_ACTION ITEM_. Output the listing in full. Every line stays exactly as it is.

◇ ◇ ◇ ◇

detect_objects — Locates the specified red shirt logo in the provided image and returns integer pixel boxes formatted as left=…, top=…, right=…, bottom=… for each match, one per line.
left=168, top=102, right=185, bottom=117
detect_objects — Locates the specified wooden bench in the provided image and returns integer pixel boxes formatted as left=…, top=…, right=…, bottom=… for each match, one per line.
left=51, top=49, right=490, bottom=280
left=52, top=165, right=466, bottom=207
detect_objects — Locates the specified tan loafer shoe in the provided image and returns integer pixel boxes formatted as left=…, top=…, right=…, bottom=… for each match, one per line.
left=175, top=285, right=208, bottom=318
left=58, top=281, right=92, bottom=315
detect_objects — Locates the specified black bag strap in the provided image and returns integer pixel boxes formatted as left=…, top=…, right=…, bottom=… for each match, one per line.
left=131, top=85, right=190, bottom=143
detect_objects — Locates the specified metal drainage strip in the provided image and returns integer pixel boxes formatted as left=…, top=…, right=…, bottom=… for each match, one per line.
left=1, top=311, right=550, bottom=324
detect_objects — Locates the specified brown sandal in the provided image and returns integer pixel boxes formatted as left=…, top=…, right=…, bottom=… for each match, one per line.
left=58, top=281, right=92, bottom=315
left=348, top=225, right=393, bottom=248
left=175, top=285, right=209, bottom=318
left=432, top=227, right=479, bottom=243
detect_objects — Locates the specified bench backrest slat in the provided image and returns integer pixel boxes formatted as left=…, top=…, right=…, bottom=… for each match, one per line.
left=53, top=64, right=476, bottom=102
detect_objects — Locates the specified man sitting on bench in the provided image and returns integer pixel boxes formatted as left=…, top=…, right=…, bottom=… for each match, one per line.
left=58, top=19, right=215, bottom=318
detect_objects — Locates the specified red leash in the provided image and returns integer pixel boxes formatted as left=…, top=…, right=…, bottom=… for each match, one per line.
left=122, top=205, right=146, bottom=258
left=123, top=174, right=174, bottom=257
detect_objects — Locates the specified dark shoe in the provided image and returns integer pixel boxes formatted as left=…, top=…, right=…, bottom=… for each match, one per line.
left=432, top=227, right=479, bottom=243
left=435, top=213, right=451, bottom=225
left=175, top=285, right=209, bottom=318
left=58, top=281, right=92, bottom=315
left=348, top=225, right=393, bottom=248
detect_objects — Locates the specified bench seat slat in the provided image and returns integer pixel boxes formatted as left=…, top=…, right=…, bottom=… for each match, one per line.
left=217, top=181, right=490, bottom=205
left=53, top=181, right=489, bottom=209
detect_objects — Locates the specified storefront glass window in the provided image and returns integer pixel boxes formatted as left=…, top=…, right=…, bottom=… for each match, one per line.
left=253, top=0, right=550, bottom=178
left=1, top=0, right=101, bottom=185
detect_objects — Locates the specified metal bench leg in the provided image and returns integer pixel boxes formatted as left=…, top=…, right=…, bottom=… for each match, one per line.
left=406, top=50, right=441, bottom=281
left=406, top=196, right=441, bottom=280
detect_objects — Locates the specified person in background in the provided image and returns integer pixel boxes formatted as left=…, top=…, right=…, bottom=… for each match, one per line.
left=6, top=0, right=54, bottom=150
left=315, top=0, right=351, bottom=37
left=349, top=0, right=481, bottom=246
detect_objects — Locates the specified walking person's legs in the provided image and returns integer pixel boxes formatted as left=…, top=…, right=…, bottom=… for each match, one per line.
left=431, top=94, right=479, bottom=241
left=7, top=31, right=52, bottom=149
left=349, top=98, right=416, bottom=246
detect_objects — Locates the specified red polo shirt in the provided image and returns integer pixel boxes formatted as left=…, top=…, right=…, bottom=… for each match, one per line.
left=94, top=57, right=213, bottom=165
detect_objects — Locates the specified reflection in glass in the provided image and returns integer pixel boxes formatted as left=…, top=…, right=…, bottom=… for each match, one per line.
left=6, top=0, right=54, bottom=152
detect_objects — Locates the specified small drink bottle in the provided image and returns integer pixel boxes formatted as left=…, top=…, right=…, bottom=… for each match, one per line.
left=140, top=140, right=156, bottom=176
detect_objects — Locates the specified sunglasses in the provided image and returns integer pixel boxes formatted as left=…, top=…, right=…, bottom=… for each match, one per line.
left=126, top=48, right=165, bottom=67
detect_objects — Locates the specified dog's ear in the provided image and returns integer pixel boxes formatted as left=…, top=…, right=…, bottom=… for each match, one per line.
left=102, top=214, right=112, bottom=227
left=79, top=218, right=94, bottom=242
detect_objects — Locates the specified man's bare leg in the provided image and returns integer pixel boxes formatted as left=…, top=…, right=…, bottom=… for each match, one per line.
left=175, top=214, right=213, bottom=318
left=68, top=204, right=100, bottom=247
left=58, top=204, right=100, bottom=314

◇ ◇ ◇ ◇

_ANSWER_.
detect_objects — Locates the specified red shirt logo in the provided image and returns integer pixel boxes formatted as left=…, top=…, right=…, bottom=… for each match, one per line.
left=168, top=102, right=185, bottom=117
detect_objects — Locates the specified wooden bench in the provided image and returns integer pixel boxes formatted as left=…, top=…, right=…, bottom=… for each match, one per line.
left=51, top=49, right=490, bottom=280
left=52, top=165, right=466, bottom=207
detect_objects — Locates the specified tan loafer shoe in the provided image and returns integer pixel boxes formatted as left=…, top=…, right=…, bottom=… for each match, one per line.
left=175, top=285, right=208, bottom=318
left=58, top=281, right=92, bottom=315
detect_objects — Locates the specified black bag strap in the provided image and returns integer pixel boxes formatted as left=…, top=…, right=…, bottom=… for each match, one per line.
left=131, top=85, right=190, bottom=143
detect_objects — Locates the specified metal drainage strip in the provided image and returns integer pixel boxes formatted as left=…, top=…, right=…, bottom=… for each match, one per line.
left=1, top=311, right=550, bottom=324
detect_objects — Locates the specified brown sandal in the provided image and returns integer pixel boxes formatted as left=…, top=…, right=…, bottom=… for each match, one per line.
left=58, top=281, right=92, bottom=315
left=348, top=225, right=393, bottom=248
left=175, top=285, right=209, bottom=318
left=432, top=227, right=479, bottom=243
detect_objects — Locates the specified bench backrest slat in the provided image and returns integer pixel boxes formatted as left=…, top=…, right=…, bottom=… for each match, one per line.
left=53, top=64, right=476, bottom=102
detect_objects — Locates the specified man sitting on bench in the provided image and returns integer pixel boxes formatted as left=…, top=…, right=…, bottom=… for each match, one per line.
left=58, top=19, right=215, bottom=318
detect_objects — Locates the specified red leash in the provided image and returns integer pixel boxes formatted as left=…, top=…, right=…, bottom=… for each match, one per line.
left=122, top=205, right=146, bottom=258
left=123, top=174, right=174, bottom=257
detect_objects — Locates the specified dark shoe in the provided image and returns integer pixel boxes formatted as left=…, top=…, right=…, bottom=… for each match, one per line.
left=432, top=227, right=479, bottom=243
left=435, top=213, right=451, bottom=225
left=175, top=285, right=209, bottom=318
left=58, top=281, right=92, bottom=315
left=348, top=225, right=393, bottom=248
detect_objects — Locates the specified bench seat slat in the provided image and returns integer pixel boxes formatted as left=…, top=…, right=…, bottom=… for each match, one per line.
left=217, top=181, right=490, bottom=205
left=53, top=181, right=489, bottom=209
detect_objects — Locates the specified storefront glass window in the provided image and returns integer pixel boxes formatted as left=…, top=…, right=…, bottom=… for each match, one per line.
left=253, top=0, right=550, bottom=178
left=1, top=0, right=101, bottom=185
detect_objects — Locates the specified metal bench leg in the provided image and returns integer pixel boxes formatted as left=…, top=…, right=…, bottom=… for each match, one per line.
left=406, top=50, right=441, bottom=281
left=406, top=196, right=441, bottom=280
detect_objects — Locates the specified person in background in the provided image and returns integer pixel boxes formatted as left=…, top=…, right=…, bottom=… for each match, one per line.
left=6, top=0, right=54, bottom=150
left=315, top=0, right=351, bottom=37
left=349, top=0, right=481, bottom=246
detect_objects — Locates the specified walking person's legs in the provided image and returns integer pixel boxes formatted as left=…, top=…, right=…, bottom=… for each match, one per line.
left=431, top=94, right=479, bottom=241
left=7, top=31, right=52, bottom=149
left=349, top=98, right=416, bottom=246
detect_objects — Locates the specified red polo shirt in the provided image and returns integer pixel boxes formatted as left=…, top=…, right=…, bottom=… for each match, one per line.
left=94, top=57, right=213, bottom=165
detect_objects — Locates the specified reflection in glass in the provided image and returns integer pixel boxes formatted as left=…, top=…, right=…, bottom=… for each match, one per line.
left=6, top=0, right=54, bottom=152
detect_objects — Locates the specified small drink bottle in the provided image and returns integer pixel boxes formatted as left=…, top=…, right=…, bottom=… for each match, one per line.
left=140, top=140, right=156, bottom=176
detect_objects — Locates the specified sunglasses in the provided image and returns integer pixel boxes formatted as left=…, top=…, right=…, bottom=… for each match, one per line.
left=126, top=48, right=165, bottom=67
detect_objects — Locates the specified dog's ear in the provided image and returns integer pixel boxes formatted as left=…, top=…, right=…, bottom=… for each match, one per line.
left=102, top=214, right=112, bottom=227
left=79, top=218, right=94, bottom=242
detect_objects — Locates the specified man's bare leg in the provided image and returns integer pixel boxes formatted as left=…, top=…, right=…, bottom=… for each match, one per line.
left=175, top=214, right=213, bottom=318
left=68, top=204, right=100, bottom=247
left=58, top=204, right=100, bottom=314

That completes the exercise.